**PASSAGE:**

But I guess jobs created by government agencies having people earn money from working in research and space travel can't be counted as jobs, right? We're all better off saving pennies and putting them into mutual funds that invest in factories making crap abroad.
Dave G
Looks like Los Alamos small nuclear reactor is the answer. The weight might be a problem though.
Michael Crumpton
Would this device be the same as the Stirling Radioisotope Generator based on the work of Reverend Dr Robert Stirling (25 October 1790 – 6 June 1878) the inventor of the Stirling engine?
Slowburn
@ BeWalt When the tax rate was reduced the tax revenue increased. The overwhelming evidence is that raising tax rates that are over over 20% will result in lower revenue. The only reason for higher tax rates is to punish the successful for their hard work. Reducing the money spent on welfare to the same percentage of the federal budget as it was in the 1960 would balance the budget.
Slowburn
@ Michaelc Yes. Stirling cycle are remarkably efficient but but the time that material engineering had starting producing materials to make Stirling cycle engines reliable in high energy applications the physical and intellectual infrastructure for ICE which throttles better was almost universal.
Nostromo47
How is it even possible Pu238 is in short supply in the USA?! It's a real head scratcher that this is the case after over a half century of massive nuclear weapons and power programs in this country. It must be that this isotope cannot be made in a reactor and that it has to be found in nature.

**SUPPLIED INFORMATION:**
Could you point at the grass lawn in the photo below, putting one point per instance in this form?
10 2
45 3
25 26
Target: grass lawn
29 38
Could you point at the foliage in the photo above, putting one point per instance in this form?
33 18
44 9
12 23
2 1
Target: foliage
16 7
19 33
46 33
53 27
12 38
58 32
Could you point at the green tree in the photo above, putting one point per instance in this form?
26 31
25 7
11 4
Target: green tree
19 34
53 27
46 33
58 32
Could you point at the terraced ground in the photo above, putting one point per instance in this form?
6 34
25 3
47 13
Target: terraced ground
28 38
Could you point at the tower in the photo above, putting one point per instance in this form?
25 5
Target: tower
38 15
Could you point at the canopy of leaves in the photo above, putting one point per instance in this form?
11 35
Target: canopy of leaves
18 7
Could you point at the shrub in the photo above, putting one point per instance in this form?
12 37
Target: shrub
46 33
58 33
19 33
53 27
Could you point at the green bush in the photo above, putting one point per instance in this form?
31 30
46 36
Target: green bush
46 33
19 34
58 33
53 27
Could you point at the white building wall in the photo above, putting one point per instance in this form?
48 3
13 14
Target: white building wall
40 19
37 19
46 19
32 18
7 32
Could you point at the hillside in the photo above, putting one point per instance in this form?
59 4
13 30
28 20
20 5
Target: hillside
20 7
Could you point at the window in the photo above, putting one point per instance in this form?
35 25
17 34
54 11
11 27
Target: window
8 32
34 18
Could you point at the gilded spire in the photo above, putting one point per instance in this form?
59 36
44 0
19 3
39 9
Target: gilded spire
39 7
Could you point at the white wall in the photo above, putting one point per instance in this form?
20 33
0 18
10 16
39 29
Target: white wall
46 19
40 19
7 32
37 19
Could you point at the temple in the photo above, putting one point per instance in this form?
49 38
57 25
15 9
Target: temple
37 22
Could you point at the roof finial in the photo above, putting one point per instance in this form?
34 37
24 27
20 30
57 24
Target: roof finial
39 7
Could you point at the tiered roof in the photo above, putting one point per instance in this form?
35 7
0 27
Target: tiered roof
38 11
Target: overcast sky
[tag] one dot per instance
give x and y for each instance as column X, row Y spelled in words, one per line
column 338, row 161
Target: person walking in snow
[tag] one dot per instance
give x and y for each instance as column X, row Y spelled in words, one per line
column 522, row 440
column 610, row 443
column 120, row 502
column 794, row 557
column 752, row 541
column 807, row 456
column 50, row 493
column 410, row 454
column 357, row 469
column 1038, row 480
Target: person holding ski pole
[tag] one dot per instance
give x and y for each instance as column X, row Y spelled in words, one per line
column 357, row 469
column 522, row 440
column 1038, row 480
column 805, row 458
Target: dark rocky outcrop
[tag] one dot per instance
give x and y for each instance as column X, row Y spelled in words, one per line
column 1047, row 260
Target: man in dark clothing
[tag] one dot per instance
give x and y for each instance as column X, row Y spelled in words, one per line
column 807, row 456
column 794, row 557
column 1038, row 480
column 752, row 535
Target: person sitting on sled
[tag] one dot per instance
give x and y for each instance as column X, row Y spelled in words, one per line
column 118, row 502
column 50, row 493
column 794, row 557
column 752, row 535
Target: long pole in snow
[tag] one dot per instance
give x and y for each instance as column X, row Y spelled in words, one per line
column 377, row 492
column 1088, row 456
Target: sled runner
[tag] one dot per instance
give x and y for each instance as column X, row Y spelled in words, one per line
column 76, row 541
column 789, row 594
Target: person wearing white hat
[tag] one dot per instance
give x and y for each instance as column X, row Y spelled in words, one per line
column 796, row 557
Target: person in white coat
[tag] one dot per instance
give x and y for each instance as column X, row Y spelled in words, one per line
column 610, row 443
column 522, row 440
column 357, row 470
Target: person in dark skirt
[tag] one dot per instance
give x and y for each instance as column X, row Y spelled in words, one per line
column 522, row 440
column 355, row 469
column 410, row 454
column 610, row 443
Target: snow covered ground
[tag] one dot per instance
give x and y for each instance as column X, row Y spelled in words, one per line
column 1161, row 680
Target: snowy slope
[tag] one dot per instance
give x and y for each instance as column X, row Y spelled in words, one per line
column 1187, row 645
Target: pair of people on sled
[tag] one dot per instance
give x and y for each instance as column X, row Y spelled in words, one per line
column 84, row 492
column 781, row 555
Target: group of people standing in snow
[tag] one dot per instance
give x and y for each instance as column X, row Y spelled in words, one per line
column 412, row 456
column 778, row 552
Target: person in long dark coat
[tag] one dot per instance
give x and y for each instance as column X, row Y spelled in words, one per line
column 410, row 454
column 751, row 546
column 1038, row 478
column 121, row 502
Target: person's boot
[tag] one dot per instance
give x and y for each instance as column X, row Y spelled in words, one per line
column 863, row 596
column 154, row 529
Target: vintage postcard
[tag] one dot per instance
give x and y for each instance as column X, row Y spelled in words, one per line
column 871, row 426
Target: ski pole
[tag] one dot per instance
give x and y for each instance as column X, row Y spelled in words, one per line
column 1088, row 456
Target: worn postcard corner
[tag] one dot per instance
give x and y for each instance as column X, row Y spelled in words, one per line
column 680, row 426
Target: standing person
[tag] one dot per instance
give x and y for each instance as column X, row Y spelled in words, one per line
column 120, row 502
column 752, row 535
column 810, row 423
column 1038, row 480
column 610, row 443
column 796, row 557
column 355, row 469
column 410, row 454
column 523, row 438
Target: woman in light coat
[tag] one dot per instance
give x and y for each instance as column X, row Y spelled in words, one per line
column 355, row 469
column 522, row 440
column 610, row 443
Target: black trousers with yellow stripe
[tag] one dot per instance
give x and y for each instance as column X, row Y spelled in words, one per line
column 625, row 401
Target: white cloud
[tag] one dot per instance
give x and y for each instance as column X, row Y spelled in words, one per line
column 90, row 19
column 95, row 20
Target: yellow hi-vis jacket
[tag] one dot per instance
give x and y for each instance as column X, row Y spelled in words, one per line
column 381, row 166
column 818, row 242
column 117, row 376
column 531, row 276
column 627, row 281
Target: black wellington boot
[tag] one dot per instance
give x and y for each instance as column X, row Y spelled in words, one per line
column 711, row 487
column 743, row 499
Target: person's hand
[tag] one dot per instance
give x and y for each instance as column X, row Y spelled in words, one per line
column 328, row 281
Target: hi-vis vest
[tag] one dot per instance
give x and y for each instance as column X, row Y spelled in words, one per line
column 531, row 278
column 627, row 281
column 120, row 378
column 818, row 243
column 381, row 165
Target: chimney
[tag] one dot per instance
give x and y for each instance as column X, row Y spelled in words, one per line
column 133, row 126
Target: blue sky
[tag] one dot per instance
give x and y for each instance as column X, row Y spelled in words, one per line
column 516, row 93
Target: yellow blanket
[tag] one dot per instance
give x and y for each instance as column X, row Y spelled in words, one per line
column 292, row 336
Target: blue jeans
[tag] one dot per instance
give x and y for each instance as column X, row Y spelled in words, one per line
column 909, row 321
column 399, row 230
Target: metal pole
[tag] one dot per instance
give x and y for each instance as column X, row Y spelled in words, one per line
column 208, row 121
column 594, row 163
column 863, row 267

**WHAT TO DO:**
(A) In the comment thread about the Stirling generator, what does Dave G say might be a problem with the Los Alamos small nuclear reactor?
(B) Extend the comment thread about the Stirling generator beyond its final comment.
The records have nothing to do with what is asked here.

**ANSWERS:**
(A) Its weight.

(B)
Mark Lewus
Nostromo47 , it's exactly the opposite. The rapid decay of Pu238 - what causes it to generate so much heat - means it does not exist in nature. We have to make it in a nuclear reactor. There was a pile of it made as a byproduct of the buildout of the US nuclear arsenal. But like so much else in the US our glory days of building nukes (if you dare call it that) are in our past. And since no one wants to invest in anything even remotely like infrastructure anymore, it's going to take years - maybe forever - to get the capability back. Hey, maybe China will sell us some?
christopher
Sterling engines move. Anything that moves isn't going to last long enough for deep space missions, and is probably going to mess up telemetry as well.
Slowburn
@ christopher
All the moving parts are inside the pressure container and I imagine they picked gas that does not migrate through the material the pressure container is made of.